▸ **What is asked**:
Find every line of the material below that contains the word "gray" with matching case, and copy each of those lines.

▸ **Records provided**:

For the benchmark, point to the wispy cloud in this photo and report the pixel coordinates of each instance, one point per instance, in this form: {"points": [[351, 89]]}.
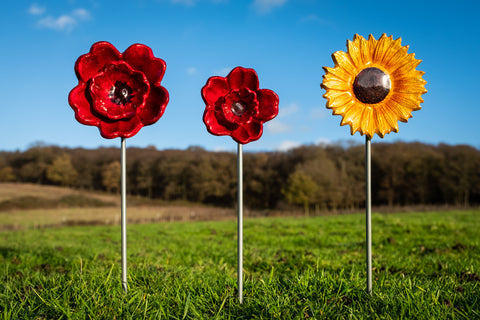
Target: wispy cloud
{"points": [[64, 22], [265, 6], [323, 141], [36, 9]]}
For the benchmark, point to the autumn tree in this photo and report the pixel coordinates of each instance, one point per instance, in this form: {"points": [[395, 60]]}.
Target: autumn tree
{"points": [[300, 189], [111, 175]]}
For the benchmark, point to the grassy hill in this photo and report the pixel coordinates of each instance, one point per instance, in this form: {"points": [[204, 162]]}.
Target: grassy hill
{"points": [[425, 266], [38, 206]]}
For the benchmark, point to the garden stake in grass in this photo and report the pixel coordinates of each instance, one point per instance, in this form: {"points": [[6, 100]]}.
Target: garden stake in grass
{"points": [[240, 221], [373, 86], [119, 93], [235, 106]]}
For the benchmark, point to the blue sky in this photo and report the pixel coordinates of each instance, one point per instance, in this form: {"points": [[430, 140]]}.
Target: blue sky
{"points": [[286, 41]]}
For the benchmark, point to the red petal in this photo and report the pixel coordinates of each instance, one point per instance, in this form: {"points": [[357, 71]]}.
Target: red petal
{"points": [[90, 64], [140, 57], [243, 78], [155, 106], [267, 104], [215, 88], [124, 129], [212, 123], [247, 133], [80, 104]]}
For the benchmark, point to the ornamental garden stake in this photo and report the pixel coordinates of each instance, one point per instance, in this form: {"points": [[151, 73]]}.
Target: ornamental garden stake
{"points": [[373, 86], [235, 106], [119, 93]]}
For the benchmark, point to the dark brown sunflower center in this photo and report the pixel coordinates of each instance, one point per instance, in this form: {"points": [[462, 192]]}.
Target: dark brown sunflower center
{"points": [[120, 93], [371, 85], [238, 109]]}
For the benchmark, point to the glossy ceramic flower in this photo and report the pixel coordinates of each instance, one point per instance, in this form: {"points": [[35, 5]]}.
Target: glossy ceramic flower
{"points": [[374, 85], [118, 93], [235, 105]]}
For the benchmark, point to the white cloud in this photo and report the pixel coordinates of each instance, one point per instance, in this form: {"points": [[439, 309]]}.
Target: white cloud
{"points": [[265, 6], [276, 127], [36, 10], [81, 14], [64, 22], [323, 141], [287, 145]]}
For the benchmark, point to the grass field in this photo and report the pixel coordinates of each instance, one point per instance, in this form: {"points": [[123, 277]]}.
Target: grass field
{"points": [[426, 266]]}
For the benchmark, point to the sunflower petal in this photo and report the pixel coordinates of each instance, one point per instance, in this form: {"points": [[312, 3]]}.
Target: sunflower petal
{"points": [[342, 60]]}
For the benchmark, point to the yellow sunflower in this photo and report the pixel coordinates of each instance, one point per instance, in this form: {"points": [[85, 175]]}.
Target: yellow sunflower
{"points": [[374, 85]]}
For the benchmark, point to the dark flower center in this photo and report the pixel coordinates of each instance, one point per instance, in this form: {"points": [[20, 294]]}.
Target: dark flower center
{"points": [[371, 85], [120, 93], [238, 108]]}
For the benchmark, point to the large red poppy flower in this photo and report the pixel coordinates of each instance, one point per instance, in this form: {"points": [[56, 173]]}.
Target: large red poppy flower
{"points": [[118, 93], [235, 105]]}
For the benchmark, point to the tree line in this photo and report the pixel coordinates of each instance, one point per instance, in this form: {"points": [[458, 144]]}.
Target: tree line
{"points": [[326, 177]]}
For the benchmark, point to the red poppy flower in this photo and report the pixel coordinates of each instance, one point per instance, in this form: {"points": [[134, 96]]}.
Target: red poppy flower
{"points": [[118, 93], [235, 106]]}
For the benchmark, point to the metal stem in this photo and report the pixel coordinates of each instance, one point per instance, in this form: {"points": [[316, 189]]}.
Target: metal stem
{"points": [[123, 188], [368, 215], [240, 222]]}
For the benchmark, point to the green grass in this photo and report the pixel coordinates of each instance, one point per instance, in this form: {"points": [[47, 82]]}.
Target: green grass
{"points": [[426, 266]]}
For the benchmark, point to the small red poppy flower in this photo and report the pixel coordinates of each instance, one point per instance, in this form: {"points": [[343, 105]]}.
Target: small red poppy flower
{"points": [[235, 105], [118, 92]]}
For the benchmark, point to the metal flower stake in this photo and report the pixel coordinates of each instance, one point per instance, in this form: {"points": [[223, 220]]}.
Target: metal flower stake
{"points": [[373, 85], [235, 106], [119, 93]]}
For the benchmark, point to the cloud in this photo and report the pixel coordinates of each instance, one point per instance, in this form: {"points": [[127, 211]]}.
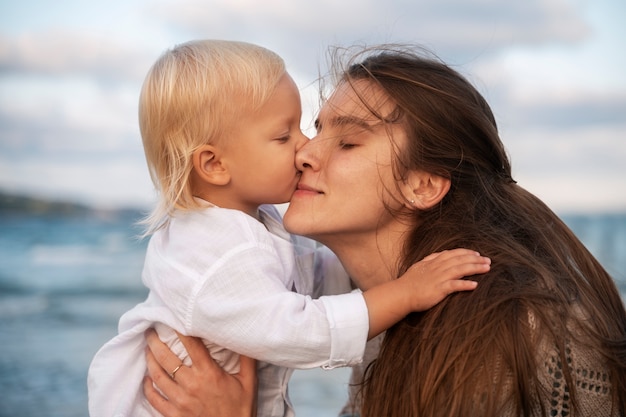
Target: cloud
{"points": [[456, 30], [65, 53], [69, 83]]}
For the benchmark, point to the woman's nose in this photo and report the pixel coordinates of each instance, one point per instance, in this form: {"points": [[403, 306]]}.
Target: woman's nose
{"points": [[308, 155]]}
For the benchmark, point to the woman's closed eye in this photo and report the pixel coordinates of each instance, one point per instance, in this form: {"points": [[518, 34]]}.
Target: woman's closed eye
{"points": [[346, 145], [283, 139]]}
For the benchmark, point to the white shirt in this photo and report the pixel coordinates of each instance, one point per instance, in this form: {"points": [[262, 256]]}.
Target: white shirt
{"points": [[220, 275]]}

--

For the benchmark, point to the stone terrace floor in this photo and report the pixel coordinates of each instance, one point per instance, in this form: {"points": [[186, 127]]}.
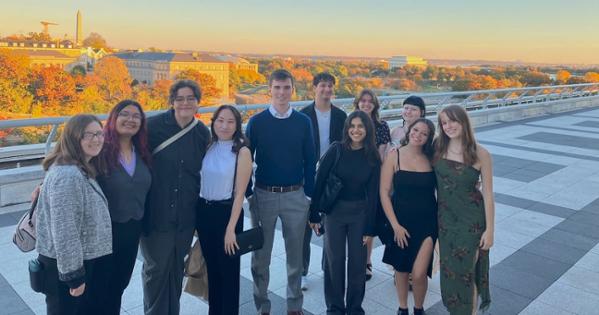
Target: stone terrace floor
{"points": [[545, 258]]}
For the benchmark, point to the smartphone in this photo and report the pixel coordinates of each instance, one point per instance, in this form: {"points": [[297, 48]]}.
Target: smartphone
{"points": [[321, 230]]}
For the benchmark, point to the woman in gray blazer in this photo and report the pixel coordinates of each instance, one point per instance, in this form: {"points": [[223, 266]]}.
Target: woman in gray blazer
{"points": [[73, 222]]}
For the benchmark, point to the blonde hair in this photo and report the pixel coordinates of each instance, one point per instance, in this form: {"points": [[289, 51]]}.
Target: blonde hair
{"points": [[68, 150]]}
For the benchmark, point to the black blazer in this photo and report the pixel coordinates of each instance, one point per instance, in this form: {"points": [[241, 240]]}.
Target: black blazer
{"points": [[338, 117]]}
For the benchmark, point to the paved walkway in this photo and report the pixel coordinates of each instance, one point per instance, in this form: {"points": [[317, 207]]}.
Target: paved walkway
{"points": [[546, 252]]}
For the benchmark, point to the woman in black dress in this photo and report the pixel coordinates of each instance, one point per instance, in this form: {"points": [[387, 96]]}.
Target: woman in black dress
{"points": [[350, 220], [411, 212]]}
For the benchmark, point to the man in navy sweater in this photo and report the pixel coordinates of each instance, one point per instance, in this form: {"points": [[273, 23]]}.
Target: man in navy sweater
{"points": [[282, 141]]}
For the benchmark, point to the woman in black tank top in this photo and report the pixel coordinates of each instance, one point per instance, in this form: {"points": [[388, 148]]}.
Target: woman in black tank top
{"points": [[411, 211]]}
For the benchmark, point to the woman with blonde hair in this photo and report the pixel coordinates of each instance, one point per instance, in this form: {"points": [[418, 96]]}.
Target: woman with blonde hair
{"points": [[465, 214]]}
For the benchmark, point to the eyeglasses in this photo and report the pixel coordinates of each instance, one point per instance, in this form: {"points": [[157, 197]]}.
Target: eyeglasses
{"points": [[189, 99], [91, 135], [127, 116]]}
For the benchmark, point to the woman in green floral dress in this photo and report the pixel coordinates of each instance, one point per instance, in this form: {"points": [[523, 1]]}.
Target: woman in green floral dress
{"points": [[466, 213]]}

▸ **Result below**:
For the benchmark, point to the woman in gray blazer in this photo and report the pixel coordinates of each instance, one point per instance, in this form: {"points": [[223, 266]]}.
Target: woman in gray blazer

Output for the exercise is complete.